### [Article]
== == ==

Published on January 19, 1995

In 1986, when Paul Newman finally won an Oscar as best actor, there was some grumbling. It's not so much that people begrudged him the honor. It's just that some people thought he didn't deserve to win for a performance in The Color of Money that was basically a reprise of what he'd already done, and done better, in The Hustler. The scuttlebutt was that the Academy voters were really giving Newman a Lifetime Achievement Award -- honoring him for his Butch Cassidy, his Cool Hand Luke, his Hud -- in the guise of a Best Actor statue. In 1986, after all, Newman had already hit 60, and how many leading-man roles could he have left ahead of him?

Well, Nobody's Fool shows he had at least one, and it's a great one. As a result, this year, Newman, soon to be 70, will likely win his second Best Actor Oscar, and it's also likely that this time around there won't be any grumbling. Here's how good Newman's depiction of Sully, the affable washout at the center of Nobody's Fool is: he makes this 60-year-old agreeable failure with a bum knee, the occasional off-the-books construction job and his former grade-school teacher as his landlady so leveled-out, so ingrained in his trappings, that you don't even notice how good-looking he is. You don't wonder how someone so handsome could have ended up not amounting to much because Newman bases the character on inner essence, not outward appearance. We're attracted to him because of his easy charm, not because he's easy on the eyes.

This easy appeal is particularly effective since the film, set in the snowy, blue-collar hamlet of North Bath in upstate New York, is a nearly plotless slice-of-life about Sully and the people who rely on him. Based on Richard Russo's novel of the same name, and unfolding with deceptive nonchalance, the movie depicts small moments in a small town, some of which are comic, some touching, some awkward, some profound. And the touchstone of them all is Sully. "Hang in there," Sully advises a friend. "That's the sum of my wisdom on most subjects." It's good advice, and something that Newman, as well as the film, adheres to.

== == ==

### [Photo-based point labeling data]
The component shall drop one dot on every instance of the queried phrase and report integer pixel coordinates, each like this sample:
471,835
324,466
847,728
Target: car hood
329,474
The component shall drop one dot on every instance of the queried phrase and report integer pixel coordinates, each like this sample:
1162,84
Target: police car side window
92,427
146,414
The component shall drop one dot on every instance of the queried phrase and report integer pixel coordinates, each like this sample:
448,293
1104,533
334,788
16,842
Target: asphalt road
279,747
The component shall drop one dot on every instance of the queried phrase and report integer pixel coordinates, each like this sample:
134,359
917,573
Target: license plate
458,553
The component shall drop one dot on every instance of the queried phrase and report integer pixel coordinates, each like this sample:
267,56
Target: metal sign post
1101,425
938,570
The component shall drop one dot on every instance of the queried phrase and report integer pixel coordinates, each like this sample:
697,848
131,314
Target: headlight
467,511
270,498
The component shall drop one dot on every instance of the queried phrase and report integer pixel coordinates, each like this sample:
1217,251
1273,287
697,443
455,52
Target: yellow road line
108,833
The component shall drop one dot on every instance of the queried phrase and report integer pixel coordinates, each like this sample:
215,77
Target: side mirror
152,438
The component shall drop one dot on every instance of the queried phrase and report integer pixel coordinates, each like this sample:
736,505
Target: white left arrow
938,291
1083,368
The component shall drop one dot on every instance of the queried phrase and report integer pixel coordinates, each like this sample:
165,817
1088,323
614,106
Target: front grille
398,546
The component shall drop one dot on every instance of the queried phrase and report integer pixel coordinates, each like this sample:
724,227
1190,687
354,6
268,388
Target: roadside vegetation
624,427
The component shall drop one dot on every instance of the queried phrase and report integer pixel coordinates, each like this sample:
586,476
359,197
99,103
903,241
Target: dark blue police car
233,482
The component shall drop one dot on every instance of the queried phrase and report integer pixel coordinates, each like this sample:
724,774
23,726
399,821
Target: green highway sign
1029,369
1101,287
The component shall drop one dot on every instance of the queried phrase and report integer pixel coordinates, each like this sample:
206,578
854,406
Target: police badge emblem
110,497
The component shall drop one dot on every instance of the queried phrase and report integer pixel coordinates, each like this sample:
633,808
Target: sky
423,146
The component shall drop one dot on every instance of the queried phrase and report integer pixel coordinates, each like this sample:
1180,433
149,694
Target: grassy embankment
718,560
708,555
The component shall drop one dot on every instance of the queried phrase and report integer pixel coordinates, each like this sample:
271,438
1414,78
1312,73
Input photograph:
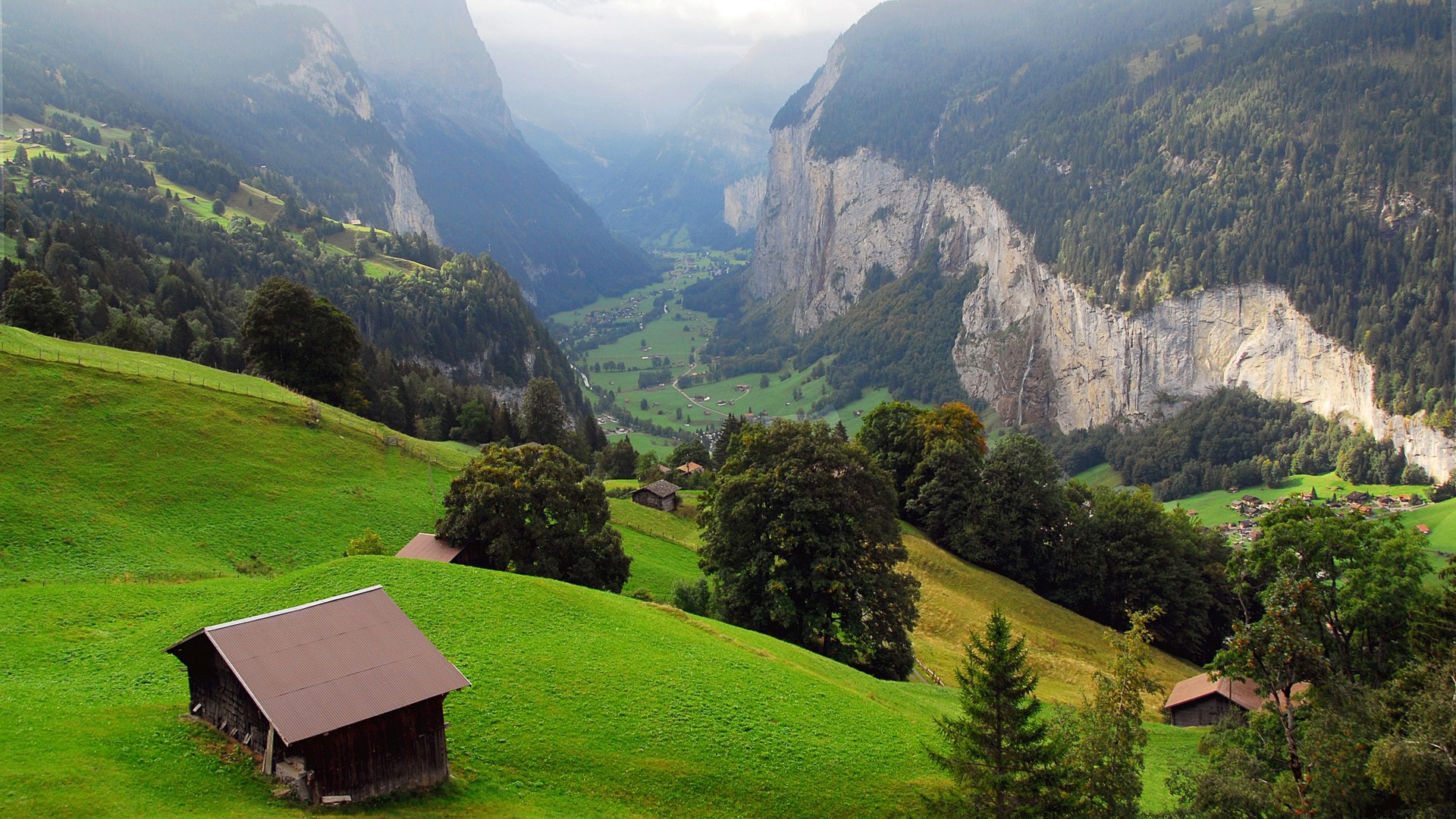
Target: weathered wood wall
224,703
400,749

== == ==

### [Task A]
Translate this sentence from the review into Spanish: "We're attracted to him because of his easy charm, not because he's easy on the eyes."
### [Task B]
Duplicate the passage of the review from "This easy appeal" to "film, adheres to." without changing anything.

### [Exercise output A]
Nos atrae por su encanto desenfadado, no porque sea agradable a la vista.

### [Exercise output B]
This easy appeal is particularly effective since the film, set in the snowy, blue-collar hamlet of North Bath in upstate New York, is a nearly plotless slice-of-life about Sully and the people who rely on him. Based on Richard Russo's novel of the same name, and unfolding with deceptive nonchalance, the movie depicts small moments in a small town, some of which are comic, some touching, some awkward, some profound. And the touchstone of them all is Sully. "Hang in there," Sully advises a friend. "That's the sum of my wisdom on most subjects." It's good advice, and something that Newman, as well as the film, adheres to.